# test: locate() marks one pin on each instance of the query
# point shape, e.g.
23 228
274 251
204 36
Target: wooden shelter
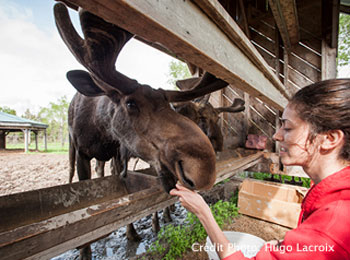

────────

The exercise: Reproduce every line of the entries above character for character, omitting the pictures.

Result:
# test: locate() marks one pin on each instance of the query
# point shape, e.g.
23 228
274 251
204 36
Target: wooden shelter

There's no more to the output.